-- START --
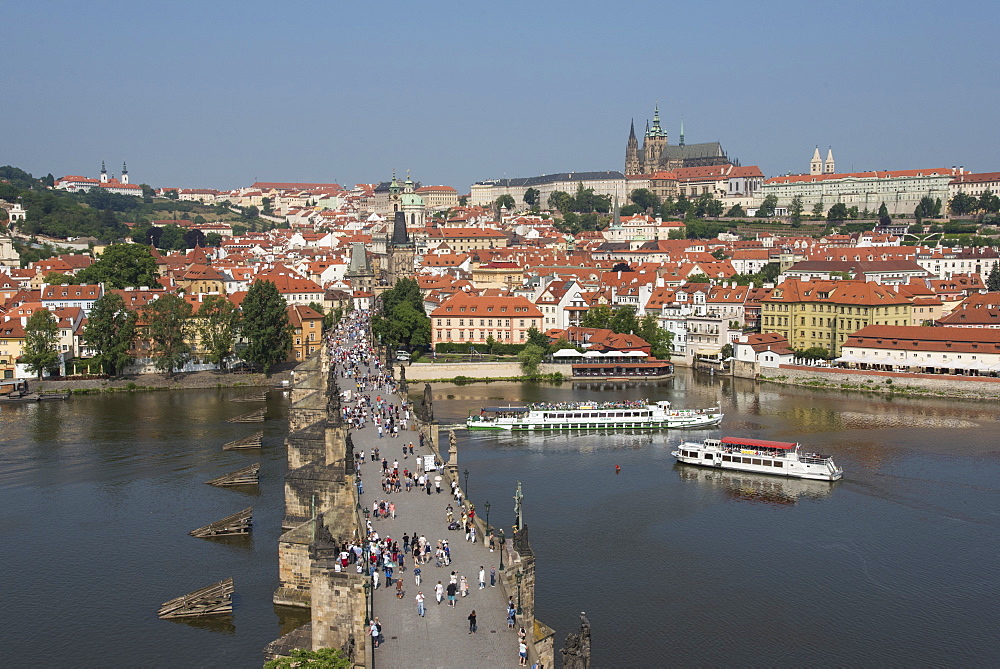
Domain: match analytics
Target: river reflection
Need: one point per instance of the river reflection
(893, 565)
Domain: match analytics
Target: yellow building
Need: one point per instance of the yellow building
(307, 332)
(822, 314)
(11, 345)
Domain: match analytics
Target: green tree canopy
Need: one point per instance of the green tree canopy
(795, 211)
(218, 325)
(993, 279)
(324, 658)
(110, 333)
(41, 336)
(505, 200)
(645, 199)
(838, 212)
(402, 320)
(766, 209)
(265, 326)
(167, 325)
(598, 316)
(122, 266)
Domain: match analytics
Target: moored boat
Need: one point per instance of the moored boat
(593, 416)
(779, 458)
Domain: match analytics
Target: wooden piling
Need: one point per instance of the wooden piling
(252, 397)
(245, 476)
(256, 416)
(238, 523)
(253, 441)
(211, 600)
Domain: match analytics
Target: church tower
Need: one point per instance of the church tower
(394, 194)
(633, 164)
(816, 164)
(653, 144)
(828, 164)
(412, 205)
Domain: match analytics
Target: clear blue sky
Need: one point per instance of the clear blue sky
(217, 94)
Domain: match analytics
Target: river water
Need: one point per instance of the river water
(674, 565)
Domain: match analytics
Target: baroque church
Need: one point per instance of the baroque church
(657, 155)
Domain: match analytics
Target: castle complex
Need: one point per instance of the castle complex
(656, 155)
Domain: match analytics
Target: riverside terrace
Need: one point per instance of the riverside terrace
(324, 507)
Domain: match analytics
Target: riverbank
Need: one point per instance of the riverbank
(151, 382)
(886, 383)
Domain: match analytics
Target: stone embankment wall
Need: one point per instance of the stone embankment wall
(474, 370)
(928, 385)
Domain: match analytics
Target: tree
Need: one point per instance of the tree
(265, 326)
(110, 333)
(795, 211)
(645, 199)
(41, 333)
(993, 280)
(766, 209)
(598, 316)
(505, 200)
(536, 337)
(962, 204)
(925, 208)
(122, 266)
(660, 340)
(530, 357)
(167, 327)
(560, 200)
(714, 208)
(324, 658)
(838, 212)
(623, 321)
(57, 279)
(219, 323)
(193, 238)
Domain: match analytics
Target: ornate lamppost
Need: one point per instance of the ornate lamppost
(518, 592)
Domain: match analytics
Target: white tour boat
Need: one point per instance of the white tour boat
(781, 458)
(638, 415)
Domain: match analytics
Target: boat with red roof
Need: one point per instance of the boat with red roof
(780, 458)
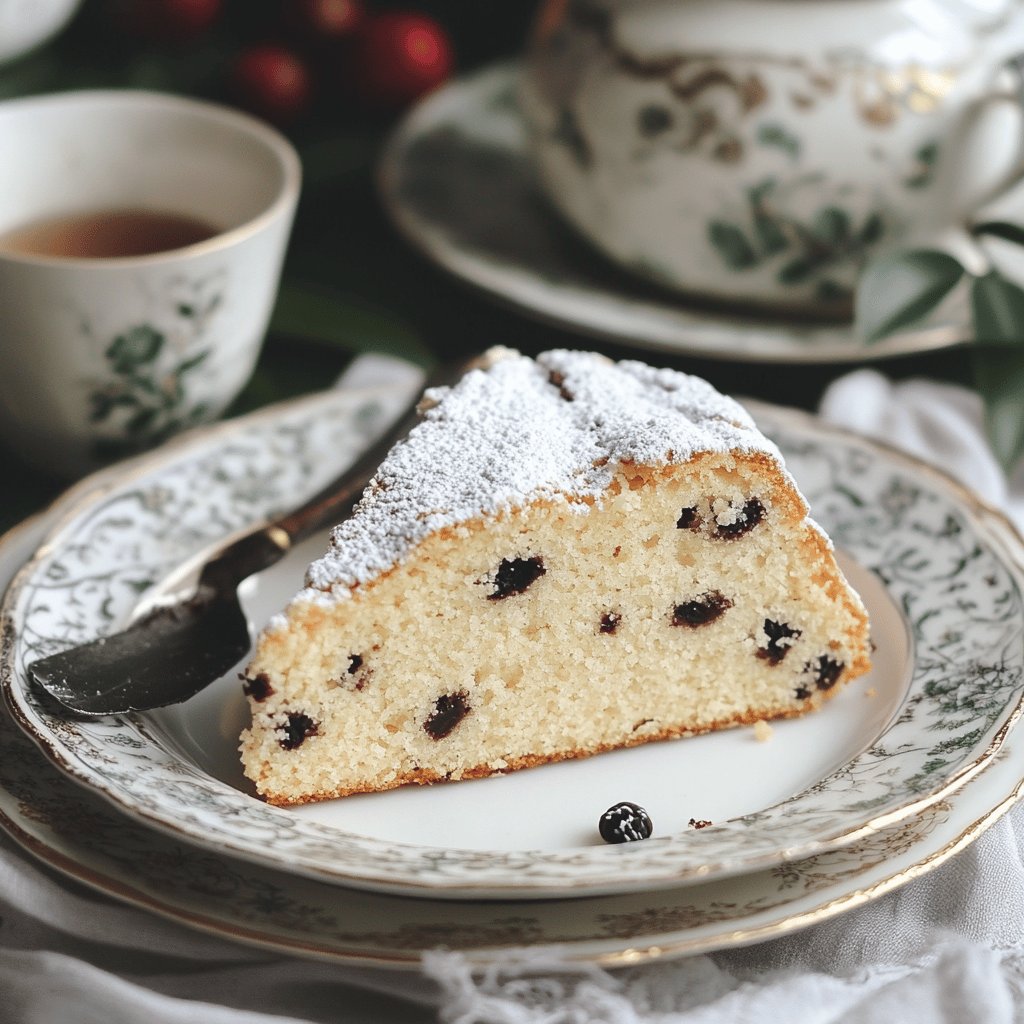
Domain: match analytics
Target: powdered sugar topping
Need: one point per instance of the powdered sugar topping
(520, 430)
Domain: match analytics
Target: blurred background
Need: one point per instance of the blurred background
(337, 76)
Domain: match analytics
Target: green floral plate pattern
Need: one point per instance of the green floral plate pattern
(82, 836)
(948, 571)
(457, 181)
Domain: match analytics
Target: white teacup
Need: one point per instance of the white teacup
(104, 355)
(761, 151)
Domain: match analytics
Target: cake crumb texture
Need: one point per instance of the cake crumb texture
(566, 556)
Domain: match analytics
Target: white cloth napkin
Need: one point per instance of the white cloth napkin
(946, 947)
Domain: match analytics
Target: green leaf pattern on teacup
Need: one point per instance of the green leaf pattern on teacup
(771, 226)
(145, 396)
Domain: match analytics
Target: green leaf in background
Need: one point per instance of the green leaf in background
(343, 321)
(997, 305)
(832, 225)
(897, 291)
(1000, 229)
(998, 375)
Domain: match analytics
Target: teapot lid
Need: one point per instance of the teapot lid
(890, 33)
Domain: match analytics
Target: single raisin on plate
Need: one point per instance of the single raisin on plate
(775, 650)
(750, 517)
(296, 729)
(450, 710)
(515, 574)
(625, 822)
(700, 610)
-- END --
-- START --
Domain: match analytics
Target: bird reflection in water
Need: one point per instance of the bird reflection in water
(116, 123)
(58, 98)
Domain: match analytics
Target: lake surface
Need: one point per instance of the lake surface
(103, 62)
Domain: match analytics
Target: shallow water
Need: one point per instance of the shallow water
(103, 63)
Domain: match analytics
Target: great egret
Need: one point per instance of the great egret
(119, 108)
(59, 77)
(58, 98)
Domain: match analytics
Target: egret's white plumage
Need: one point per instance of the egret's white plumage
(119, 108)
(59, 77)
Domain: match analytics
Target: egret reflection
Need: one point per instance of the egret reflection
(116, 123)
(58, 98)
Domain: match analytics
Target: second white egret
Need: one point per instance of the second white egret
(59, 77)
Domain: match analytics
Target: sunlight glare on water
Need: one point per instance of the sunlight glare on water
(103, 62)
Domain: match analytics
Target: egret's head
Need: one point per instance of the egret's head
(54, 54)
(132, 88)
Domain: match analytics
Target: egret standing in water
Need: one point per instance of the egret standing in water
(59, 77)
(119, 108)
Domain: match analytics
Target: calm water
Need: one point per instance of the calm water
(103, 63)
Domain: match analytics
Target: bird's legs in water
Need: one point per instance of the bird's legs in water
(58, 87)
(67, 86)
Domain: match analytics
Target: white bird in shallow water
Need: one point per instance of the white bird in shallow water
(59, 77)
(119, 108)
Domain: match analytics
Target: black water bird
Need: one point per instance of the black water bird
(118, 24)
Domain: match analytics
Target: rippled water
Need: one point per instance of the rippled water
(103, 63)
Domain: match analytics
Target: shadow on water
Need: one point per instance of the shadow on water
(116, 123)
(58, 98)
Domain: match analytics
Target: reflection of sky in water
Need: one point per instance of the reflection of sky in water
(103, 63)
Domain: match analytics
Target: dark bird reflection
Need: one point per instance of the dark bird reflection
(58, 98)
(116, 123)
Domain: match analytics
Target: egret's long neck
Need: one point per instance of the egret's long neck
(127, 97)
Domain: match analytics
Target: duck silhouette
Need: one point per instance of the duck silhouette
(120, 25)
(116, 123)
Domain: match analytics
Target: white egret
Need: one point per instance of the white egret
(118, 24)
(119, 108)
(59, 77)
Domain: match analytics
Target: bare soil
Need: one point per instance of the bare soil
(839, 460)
-- END --
## Do this
Select and copy every line of the records above that contains the string "calm". Case counts.

## Task answer
Target: calm water
Need: one point per instance of the calm water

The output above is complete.